= Goal =
Count the lines in the items below that contain the word "capital". Case counts, and the reply is the number alone.

= Dataset rows =
---------------

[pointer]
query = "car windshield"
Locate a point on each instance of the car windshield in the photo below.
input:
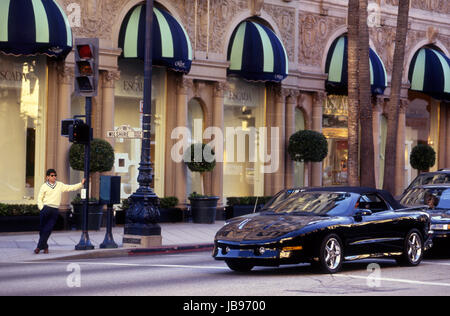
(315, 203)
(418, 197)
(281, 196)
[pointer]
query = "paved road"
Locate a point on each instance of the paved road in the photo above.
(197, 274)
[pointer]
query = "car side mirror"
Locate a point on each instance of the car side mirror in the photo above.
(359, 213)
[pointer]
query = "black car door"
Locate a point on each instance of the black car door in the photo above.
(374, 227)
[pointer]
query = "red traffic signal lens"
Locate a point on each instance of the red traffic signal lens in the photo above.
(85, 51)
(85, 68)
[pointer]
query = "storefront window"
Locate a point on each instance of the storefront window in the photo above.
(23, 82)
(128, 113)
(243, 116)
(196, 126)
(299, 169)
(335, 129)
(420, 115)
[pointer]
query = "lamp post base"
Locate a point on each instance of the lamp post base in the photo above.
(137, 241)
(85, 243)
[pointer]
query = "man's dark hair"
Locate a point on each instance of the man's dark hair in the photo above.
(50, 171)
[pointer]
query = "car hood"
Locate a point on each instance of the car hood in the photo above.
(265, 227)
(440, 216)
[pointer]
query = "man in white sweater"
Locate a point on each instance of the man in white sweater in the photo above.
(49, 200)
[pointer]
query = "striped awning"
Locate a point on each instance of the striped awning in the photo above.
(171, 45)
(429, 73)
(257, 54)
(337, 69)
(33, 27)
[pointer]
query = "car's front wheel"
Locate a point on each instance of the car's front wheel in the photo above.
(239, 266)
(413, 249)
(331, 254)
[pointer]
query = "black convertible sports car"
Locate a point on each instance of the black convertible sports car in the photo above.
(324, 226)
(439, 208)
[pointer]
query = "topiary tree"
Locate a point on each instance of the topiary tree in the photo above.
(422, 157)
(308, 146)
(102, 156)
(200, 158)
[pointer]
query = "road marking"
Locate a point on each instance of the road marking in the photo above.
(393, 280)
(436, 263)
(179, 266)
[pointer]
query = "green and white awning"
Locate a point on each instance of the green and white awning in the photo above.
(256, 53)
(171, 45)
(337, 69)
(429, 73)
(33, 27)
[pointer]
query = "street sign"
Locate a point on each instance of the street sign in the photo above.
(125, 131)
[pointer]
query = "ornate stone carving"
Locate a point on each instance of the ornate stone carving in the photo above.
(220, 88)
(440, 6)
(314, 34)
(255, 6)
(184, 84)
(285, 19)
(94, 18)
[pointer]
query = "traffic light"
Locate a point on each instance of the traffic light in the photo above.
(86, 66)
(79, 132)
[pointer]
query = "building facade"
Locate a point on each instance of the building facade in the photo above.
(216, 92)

---------------

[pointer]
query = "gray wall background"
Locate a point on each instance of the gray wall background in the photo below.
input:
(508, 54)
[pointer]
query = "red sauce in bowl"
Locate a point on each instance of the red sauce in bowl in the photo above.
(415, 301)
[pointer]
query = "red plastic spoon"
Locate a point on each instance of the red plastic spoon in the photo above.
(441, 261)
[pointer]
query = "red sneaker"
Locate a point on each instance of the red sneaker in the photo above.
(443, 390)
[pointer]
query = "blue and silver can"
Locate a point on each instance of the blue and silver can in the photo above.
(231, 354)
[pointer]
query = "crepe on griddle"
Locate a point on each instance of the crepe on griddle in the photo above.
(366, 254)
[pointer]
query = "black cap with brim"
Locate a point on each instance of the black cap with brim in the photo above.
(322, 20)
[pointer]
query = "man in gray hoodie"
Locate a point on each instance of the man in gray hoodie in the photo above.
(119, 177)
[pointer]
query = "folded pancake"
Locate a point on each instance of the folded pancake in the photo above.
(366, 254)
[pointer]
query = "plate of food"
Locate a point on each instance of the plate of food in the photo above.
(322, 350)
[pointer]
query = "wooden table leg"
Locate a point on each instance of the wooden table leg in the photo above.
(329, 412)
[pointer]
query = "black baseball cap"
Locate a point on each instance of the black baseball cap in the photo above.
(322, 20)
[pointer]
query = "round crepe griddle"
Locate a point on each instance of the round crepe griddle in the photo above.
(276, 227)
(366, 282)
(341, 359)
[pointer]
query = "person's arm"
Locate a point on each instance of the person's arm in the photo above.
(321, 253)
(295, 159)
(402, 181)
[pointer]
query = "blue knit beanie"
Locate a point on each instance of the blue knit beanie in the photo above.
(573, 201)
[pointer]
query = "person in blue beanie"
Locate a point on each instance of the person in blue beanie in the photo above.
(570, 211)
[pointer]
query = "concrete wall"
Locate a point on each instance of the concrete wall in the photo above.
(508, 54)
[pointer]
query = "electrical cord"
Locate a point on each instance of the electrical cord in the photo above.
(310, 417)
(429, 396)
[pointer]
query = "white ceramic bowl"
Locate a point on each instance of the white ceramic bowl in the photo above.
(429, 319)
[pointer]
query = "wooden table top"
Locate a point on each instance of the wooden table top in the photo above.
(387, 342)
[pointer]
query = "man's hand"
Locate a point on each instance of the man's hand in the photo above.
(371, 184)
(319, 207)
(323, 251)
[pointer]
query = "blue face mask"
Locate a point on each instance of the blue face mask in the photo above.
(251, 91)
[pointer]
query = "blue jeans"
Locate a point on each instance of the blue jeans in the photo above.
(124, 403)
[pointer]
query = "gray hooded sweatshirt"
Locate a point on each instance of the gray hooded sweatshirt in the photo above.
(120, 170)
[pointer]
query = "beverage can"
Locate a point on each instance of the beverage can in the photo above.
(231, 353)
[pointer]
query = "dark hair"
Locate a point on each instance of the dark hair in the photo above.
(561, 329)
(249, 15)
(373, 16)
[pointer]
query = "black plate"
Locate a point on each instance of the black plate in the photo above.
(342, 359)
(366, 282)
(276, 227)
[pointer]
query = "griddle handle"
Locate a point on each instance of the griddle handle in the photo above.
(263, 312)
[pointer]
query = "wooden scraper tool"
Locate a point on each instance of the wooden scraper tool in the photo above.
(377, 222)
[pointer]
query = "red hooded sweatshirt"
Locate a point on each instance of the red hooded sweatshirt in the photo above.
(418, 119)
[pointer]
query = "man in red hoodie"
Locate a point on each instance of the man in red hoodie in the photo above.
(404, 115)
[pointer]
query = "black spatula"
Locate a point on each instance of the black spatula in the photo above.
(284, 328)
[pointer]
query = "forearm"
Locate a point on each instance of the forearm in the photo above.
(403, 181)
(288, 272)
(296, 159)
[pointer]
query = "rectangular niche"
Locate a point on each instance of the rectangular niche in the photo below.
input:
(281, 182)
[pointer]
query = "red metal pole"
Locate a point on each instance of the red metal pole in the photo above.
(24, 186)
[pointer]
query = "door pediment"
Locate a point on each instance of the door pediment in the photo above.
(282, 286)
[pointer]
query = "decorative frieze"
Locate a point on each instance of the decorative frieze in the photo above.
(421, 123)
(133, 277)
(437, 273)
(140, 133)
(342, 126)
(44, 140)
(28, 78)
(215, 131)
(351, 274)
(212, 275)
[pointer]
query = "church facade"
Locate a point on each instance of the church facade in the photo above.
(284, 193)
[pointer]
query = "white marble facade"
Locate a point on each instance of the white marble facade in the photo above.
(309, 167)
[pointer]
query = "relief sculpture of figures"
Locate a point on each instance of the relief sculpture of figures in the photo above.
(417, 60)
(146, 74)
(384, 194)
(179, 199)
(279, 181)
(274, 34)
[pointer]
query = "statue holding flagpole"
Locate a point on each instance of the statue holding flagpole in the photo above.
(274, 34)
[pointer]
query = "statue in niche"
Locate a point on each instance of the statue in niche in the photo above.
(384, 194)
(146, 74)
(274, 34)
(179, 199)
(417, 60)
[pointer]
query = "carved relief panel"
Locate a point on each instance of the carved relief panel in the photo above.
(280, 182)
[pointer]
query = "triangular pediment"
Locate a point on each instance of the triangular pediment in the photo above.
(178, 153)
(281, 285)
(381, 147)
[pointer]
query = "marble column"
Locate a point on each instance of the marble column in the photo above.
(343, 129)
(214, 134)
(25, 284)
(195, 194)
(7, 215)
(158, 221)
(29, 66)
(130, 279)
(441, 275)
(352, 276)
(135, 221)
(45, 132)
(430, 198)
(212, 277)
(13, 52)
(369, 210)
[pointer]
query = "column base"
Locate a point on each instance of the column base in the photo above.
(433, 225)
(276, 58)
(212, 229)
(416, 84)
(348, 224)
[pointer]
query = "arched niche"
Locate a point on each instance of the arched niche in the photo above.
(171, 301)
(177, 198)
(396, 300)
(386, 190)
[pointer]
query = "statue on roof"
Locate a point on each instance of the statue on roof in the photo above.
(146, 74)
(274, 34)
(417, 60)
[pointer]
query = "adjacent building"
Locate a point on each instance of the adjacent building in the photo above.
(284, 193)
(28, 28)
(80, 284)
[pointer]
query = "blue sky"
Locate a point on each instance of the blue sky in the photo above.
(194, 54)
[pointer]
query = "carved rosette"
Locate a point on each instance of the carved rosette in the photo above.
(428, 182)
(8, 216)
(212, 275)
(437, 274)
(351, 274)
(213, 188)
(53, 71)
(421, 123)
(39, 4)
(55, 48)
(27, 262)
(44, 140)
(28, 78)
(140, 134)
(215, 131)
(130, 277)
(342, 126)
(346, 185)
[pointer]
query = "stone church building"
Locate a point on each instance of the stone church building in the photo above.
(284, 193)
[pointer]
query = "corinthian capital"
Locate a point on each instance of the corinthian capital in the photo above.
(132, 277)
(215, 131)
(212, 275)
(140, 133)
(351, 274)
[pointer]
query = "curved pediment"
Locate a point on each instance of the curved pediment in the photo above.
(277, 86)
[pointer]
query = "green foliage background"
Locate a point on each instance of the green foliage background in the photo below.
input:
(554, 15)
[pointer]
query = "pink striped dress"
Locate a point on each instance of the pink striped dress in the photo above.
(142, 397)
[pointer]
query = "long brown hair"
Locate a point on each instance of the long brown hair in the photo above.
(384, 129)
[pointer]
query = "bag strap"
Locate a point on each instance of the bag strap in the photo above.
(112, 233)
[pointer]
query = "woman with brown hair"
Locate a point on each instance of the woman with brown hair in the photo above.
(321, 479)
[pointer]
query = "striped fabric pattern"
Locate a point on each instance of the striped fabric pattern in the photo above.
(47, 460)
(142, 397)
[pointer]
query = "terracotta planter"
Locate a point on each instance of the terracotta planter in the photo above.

---------------

= Worked solution =
2